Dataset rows

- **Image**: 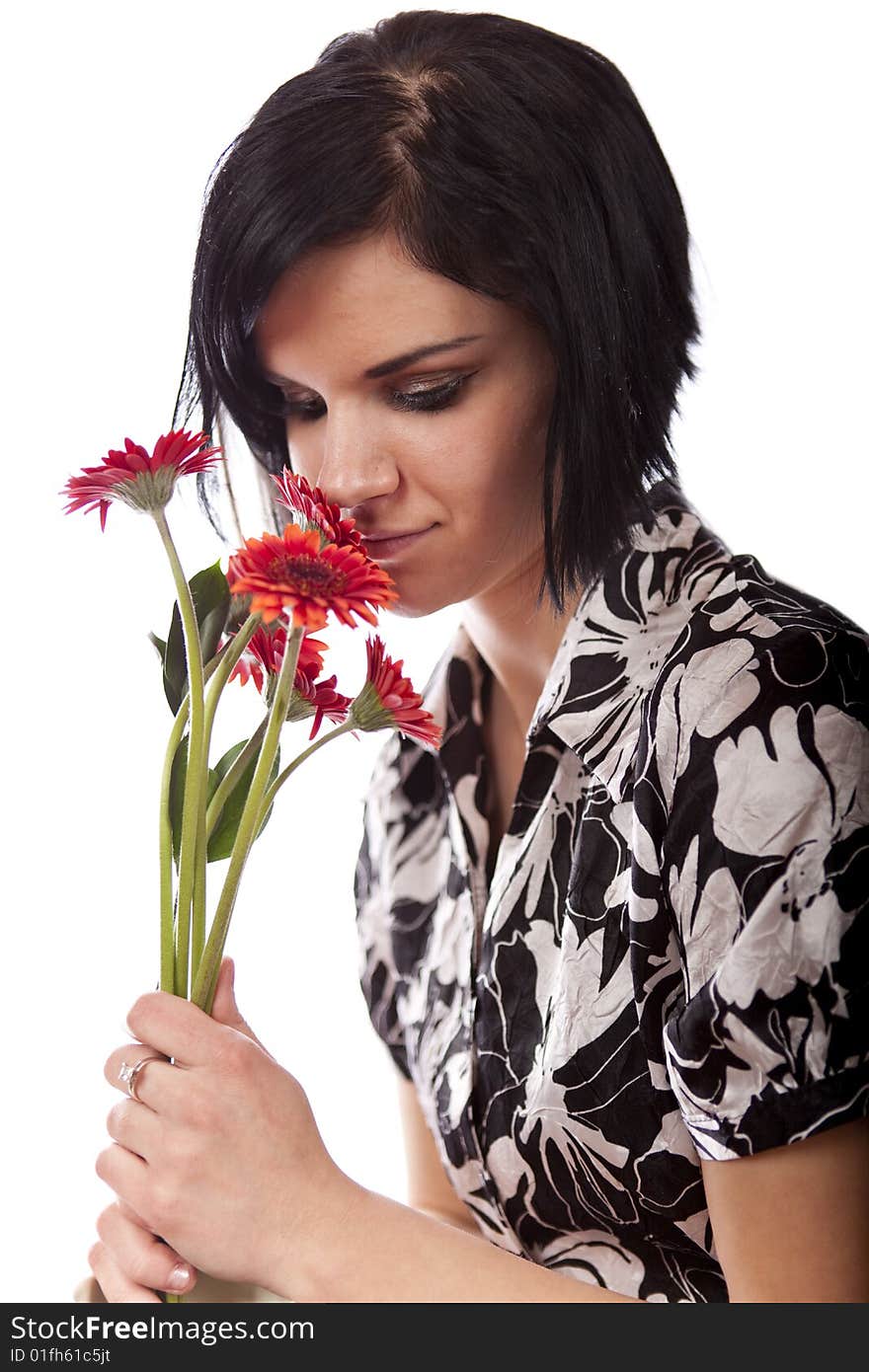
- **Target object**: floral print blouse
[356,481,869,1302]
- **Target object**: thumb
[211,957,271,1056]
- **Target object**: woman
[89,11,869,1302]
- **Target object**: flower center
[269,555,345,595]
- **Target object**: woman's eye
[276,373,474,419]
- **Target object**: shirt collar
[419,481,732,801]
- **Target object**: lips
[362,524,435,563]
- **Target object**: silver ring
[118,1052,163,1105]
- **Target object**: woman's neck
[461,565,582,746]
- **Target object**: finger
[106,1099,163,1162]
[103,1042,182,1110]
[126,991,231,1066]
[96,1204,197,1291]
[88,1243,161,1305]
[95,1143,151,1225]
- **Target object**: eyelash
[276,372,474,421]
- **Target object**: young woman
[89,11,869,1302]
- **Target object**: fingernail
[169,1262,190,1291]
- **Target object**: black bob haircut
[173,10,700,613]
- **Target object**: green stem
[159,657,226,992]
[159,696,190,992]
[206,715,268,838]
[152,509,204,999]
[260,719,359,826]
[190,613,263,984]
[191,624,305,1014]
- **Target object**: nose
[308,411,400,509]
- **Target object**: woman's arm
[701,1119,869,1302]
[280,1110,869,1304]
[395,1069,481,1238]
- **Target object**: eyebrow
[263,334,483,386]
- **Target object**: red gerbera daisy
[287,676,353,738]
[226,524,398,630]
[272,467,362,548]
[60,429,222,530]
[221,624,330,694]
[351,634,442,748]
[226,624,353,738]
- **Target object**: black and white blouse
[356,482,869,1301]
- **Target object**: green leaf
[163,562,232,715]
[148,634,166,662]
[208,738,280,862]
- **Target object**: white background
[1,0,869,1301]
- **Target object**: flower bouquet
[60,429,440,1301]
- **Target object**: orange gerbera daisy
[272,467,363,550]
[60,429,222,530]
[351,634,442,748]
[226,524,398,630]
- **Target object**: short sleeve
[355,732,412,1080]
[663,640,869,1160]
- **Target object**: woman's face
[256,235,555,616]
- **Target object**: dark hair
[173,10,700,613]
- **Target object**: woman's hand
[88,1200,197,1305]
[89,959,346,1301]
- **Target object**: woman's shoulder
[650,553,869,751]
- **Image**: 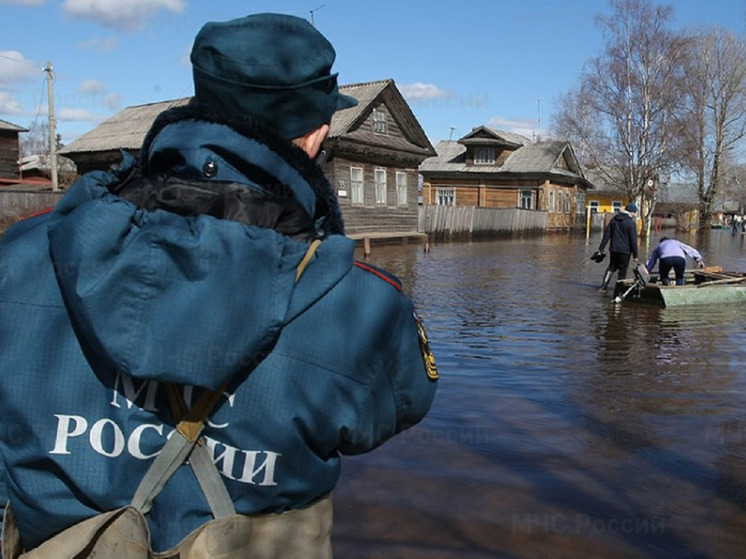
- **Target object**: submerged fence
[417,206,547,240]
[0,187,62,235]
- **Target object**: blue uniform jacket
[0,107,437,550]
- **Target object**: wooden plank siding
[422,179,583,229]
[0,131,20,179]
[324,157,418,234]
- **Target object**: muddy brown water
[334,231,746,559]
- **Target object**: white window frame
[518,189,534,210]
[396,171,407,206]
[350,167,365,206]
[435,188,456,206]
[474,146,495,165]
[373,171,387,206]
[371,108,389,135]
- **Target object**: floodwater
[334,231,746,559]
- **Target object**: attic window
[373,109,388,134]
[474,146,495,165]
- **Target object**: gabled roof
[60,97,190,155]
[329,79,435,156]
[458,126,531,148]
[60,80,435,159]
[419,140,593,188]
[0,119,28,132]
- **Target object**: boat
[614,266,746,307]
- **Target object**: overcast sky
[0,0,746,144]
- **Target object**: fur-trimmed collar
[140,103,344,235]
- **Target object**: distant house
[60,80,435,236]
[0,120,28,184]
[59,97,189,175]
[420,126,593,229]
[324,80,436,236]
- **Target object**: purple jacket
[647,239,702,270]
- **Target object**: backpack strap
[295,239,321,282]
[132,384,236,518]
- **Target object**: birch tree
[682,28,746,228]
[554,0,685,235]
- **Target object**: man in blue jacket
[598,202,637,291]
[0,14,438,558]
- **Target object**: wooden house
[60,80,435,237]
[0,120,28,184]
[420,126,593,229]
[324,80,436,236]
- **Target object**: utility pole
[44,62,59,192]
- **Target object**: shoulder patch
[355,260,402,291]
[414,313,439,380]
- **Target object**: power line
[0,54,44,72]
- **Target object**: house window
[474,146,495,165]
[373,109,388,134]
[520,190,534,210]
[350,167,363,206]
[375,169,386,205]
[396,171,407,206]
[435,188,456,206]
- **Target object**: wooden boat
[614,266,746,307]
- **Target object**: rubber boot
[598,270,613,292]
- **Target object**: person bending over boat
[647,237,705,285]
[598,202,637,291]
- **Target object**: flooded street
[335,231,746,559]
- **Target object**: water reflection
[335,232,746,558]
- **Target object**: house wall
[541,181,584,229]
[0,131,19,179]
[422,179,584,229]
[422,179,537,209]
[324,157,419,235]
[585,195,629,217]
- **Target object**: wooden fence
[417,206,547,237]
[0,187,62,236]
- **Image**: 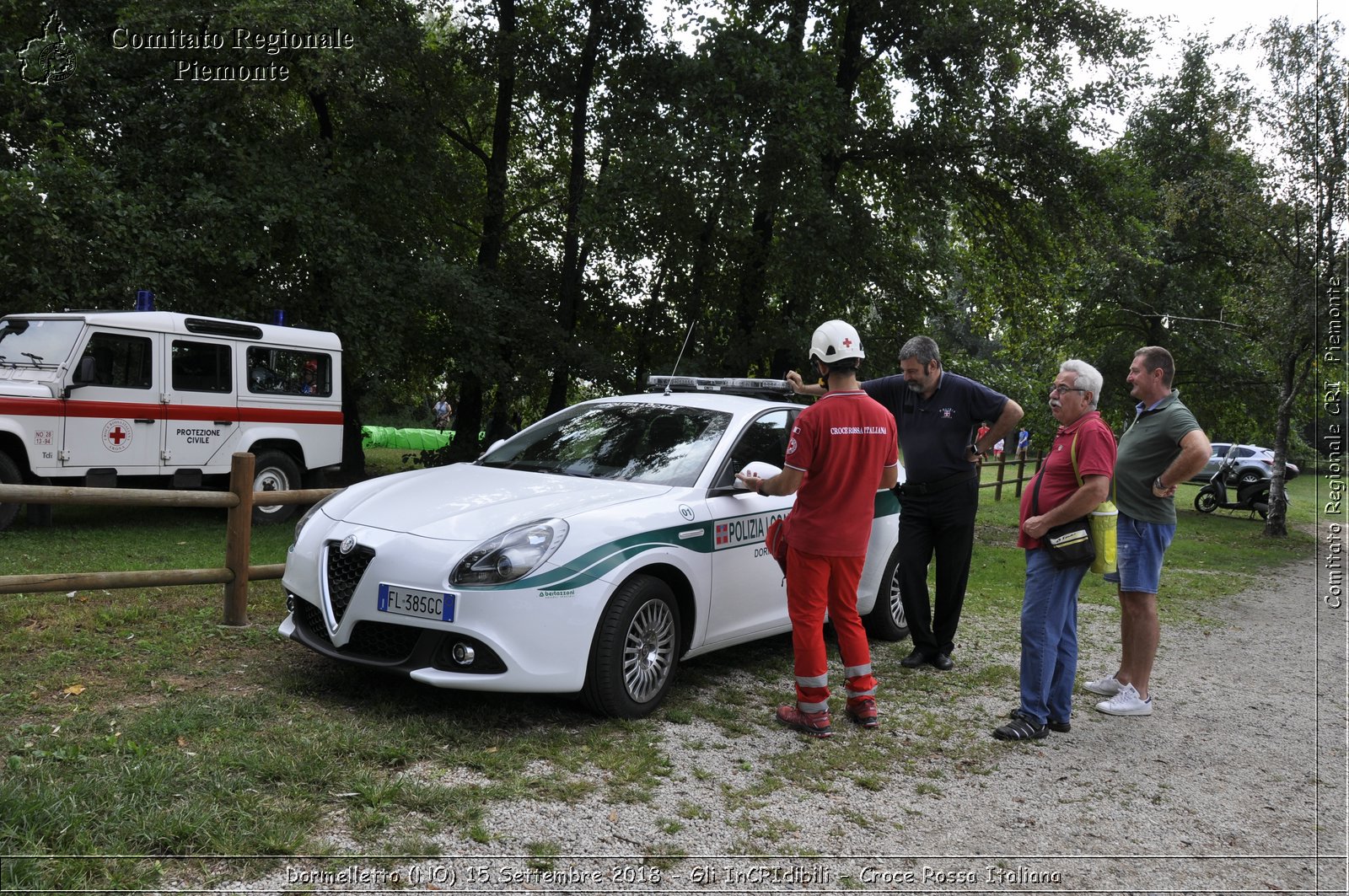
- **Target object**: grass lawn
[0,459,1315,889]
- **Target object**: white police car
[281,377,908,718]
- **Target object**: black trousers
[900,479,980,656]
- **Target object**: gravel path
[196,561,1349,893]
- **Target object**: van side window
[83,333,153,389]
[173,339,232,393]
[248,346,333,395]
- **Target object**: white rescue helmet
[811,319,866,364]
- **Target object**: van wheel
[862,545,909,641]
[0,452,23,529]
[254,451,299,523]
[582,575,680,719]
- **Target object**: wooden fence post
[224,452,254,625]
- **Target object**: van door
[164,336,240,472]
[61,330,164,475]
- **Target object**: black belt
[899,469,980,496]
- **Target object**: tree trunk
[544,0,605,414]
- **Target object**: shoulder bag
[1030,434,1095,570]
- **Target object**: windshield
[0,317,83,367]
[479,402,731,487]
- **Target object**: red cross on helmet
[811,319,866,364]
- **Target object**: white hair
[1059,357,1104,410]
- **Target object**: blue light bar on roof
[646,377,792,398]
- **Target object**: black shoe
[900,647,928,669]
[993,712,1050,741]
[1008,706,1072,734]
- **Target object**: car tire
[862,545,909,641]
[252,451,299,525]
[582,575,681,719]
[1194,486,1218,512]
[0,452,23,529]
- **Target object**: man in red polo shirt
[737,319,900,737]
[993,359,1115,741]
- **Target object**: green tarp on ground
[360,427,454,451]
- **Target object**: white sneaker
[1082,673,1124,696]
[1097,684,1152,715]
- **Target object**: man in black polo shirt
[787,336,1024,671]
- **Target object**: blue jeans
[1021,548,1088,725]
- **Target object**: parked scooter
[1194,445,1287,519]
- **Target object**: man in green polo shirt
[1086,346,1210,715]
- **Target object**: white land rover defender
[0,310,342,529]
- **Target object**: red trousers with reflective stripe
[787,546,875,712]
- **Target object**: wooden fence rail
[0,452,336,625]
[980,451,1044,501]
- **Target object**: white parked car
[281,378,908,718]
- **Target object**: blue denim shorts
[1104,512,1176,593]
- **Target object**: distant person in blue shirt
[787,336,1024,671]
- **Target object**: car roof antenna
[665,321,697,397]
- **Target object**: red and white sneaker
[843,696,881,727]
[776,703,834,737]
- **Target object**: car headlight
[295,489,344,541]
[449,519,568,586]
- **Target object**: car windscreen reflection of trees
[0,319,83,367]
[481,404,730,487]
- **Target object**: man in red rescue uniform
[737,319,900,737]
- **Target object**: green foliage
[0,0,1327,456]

*What you should do:* Pick out every line of the data above that contains the string "white" and copy each one. Case matters.

*Task response:*
- **Target object**: black and white blouse
- **Target object**: white background
- **Target object**: white window frame
- **Target object**: white police car
- **Target object**: white rescue helmet
- **Target object**: white hair
- **Target object**: white sneaker
- **Target object**: white land rover defender
- **Target object**: white parked car
- **Target object**: red and white sneaker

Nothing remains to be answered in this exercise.